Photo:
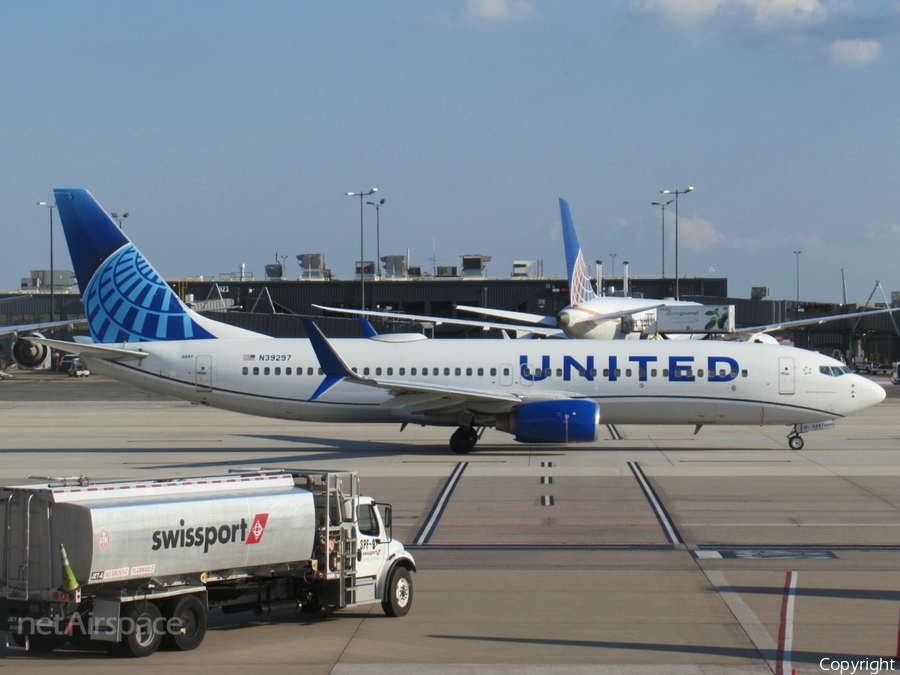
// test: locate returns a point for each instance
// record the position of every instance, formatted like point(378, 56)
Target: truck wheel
point(398, 595)
point(46, 643)
point(190, 613)
point(141, 620)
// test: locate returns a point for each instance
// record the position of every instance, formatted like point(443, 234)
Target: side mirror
point(348, 509)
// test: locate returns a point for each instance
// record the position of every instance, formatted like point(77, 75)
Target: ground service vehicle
point(136, 564)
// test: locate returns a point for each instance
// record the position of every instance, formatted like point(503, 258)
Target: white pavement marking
point(745, 616)
point(786, 629)
point(439, 506)
point(668, 527)
point(542, 669)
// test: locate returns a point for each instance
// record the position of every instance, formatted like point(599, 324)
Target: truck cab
point(96, 560)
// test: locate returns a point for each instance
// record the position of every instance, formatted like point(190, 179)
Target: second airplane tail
point(580, 288)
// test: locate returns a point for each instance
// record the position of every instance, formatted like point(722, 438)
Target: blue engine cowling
point(563, 421)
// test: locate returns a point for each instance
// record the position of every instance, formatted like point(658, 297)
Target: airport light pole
point(362, 251)
point(377, 206)
point(676, 193)
point(51, 207)
point(663, 205)
point(119, 218)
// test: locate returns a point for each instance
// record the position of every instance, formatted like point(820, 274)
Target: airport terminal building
point(271, 306)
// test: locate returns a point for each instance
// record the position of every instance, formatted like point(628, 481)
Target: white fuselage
point(633, 382)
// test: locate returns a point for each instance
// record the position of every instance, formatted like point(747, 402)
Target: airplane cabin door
point(785, 375)
point(203, 372)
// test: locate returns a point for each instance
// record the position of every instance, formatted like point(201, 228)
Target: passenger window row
point(538, 372)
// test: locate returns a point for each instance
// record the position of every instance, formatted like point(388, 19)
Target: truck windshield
point(367, 522)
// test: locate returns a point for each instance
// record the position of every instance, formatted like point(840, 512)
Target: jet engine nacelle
point(29, 354)
point(557, 421)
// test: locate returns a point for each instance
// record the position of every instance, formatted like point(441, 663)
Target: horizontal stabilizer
point(104, 352)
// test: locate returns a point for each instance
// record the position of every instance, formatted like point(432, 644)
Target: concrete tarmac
point(546, 559)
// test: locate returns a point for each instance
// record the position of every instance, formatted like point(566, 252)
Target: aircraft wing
point(98, 351)
point(26, 329)
point(748, 333)
point(414, 395)
point(550, 320)
point(610, 316)
point(15, 298)
point(523, 317)
point(547, 332)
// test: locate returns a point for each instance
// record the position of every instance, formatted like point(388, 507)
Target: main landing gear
point(795, 441)
point(463, 440)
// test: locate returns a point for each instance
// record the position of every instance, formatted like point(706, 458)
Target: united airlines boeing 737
point(538, 391)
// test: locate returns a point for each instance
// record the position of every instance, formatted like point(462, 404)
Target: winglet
point(332, 364)
point(368, 330)
point(580, 289)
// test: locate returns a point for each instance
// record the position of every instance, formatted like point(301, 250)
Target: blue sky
point(231, 131)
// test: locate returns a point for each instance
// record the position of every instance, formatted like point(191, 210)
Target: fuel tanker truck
point(132, 565)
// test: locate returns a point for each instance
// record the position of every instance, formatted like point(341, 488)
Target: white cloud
point(765, 13)
point(883, 232)
point(855, 52)
point(837, 28)
point(498, 11)
point(698, 234)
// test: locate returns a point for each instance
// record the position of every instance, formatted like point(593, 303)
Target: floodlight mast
point(676, 193)
point(362, 256)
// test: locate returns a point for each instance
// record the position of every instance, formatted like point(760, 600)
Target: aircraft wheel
point(463, 440)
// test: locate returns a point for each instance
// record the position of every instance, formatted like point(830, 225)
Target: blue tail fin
point(580, 289)
point(124, 298)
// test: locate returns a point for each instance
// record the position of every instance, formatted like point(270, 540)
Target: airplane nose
point(869, 393)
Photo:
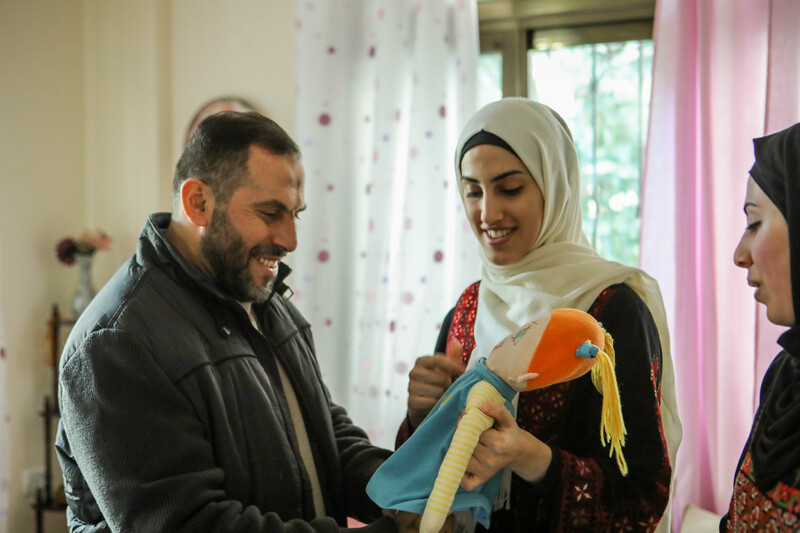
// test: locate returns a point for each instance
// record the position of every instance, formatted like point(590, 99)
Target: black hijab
point(776, 442)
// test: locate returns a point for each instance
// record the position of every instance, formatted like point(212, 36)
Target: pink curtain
point(725, 71)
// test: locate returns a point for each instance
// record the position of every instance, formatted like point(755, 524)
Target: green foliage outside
point(603, 92)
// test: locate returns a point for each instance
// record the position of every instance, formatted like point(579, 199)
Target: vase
point(84, 292)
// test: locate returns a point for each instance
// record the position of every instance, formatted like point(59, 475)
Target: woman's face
point(504, 204)
point(764, 251)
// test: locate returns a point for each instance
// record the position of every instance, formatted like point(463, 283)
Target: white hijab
point(561, 269)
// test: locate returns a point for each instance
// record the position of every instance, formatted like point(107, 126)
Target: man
point(190, 395)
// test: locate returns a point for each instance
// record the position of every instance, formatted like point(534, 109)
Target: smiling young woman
point(518, 178)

□ □ □ □

#### [EXERCISE DETAILS]
Begin at the first line of the listing and stop after the line containing "point(136, 564)". Write those lines out again with every other line kept as is, but shift each answer point by adding 117 to both of its coordinates, and leave the pictures out.

#### [EXERCISE RESPONSE]
Photo:
// test: locate returns a point for each instance
// record the position of every instance, formatted like point(378, 56)
Target: truck wheel
point(515, 712)
point(163, 760)
point(307, 730)
point(258, 737)
// test: locate returns a point for each instance
// record the position of every instance, formatted like point(443, 234)
Target: side mirror
point(465, 626)
// test: locate returns a point for each instance
// record the position of every instance, formatted like point(77, 75)
Target: ground service vehicle
point(253, 681)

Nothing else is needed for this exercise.